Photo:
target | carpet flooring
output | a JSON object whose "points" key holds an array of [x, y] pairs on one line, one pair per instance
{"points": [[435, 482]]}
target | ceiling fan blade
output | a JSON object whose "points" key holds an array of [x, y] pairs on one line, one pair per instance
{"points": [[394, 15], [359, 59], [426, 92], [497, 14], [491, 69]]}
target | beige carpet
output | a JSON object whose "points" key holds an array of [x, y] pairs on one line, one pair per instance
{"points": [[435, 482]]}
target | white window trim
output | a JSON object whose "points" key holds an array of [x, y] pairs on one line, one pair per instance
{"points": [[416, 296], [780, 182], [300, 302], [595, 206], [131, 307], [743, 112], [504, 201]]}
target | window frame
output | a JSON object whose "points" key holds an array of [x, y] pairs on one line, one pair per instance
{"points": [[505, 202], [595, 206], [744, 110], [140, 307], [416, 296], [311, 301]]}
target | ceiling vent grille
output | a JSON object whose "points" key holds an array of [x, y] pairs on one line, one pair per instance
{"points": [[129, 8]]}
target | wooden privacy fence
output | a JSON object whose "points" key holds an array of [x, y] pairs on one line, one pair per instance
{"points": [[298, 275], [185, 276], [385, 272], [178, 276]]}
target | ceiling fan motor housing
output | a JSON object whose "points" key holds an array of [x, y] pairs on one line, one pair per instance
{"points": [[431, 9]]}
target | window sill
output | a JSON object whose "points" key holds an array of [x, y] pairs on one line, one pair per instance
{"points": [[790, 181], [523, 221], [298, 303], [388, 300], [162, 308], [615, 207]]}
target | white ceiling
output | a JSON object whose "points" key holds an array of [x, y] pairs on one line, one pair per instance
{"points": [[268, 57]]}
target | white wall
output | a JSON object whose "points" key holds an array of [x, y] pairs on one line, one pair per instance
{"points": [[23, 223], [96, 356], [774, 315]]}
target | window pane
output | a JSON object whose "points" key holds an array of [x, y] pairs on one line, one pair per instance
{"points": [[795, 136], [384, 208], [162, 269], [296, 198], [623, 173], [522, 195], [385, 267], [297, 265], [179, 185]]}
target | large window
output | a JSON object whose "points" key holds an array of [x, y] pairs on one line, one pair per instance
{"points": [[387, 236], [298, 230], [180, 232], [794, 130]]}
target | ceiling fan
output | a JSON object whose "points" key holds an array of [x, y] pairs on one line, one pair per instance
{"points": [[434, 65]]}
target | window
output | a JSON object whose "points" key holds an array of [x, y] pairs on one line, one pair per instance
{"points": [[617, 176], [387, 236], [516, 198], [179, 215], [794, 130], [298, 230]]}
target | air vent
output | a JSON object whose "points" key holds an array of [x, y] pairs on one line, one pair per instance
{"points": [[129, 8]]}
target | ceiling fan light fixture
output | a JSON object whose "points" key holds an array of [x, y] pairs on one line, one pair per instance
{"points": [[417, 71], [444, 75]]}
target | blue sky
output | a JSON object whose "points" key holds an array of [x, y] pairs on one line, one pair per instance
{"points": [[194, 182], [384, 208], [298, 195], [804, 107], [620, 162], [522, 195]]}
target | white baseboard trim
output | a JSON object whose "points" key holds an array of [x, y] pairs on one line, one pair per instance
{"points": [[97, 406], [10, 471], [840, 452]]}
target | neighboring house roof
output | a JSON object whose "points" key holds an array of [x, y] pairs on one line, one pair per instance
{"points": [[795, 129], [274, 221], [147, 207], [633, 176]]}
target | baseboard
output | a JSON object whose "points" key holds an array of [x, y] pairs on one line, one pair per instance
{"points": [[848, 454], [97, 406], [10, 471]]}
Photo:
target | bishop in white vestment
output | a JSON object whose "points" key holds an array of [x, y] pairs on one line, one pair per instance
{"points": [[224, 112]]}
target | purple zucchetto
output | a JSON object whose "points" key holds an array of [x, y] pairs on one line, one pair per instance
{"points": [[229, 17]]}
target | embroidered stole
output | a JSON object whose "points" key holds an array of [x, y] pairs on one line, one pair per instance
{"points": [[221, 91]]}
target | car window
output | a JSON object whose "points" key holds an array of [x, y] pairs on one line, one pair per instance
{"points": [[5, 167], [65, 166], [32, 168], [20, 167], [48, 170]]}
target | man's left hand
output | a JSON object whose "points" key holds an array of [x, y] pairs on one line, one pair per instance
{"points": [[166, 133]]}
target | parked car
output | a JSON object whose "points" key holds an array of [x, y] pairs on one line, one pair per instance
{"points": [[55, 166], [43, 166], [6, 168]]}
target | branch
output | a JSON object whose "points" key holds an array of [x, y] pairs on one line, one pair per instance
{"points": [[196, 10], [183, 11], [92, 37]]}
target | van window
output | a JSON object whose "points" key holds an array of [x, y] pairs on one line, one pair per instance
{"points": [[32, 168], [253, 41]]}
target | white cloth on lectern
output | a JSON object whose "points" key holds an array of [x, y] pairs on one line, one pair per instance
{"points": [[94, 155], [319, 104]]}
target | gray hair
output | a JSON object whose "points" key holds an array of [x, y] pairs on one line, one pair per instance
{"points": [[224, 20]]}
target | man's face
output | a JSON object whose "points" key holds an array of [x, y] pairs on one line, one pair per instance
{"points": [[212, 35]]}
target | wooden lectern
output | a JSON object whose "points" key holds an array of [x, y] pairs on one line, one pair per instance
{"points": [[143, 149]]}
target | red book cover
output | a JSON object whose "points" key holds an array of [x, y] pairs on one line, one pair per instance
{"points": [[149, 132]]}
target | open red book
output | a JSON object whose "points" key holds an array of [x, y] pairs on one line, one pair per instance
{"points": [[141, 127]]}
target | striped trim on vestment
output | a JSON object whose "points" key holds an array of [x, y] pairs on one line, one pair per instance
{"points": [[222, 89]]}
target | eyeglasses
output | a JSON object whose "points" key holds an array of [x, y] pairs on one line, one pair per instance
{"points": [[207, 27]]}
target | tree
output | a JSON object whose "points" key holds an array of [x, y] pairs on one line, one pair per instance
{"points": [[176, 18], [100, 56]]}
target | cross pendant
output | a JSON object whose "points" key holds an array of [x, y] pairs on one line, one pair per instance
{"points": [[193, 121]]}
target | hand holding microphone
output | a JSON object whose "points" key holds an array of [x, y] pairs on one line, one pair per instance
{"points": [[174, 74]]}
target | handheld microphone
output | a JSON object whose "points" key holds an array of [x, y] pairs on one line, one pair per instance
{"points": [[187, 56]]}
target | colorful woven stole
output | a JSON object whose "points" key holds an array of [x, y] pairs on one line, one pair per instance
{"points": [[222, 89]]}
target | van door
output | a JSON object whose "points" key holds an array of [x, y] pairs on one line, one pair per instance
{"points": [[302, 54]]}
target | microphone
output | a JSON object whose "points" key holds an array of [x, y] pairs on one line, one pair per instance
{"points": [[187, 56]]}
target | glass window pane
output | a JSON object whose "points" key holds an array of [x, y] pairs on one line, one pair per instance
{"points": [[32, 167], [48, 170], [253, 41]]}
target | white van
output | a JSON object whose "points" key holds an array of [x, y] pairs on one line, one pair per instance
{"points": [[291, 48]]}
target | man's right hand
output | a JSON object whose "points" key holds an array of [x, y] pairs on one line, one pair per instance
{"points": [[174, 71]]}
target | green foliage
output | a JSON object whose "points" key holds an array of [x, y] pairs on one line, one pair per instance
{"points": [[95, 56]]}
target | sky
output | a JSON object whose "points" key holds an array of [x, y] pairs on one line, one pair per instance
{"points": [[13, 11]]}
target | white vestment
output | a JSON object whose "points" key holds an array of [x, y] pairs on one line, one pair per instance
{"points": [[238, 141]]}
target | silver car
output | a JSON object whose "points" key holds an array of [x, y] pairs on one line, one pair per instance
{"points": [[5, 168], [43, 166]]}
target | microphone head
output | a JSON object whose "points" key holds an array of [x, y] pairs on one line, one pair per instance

● Prompt
Across the entries, each line containing the word "pane" is to be counted once; the total alone is to be given.

● Expected answer
2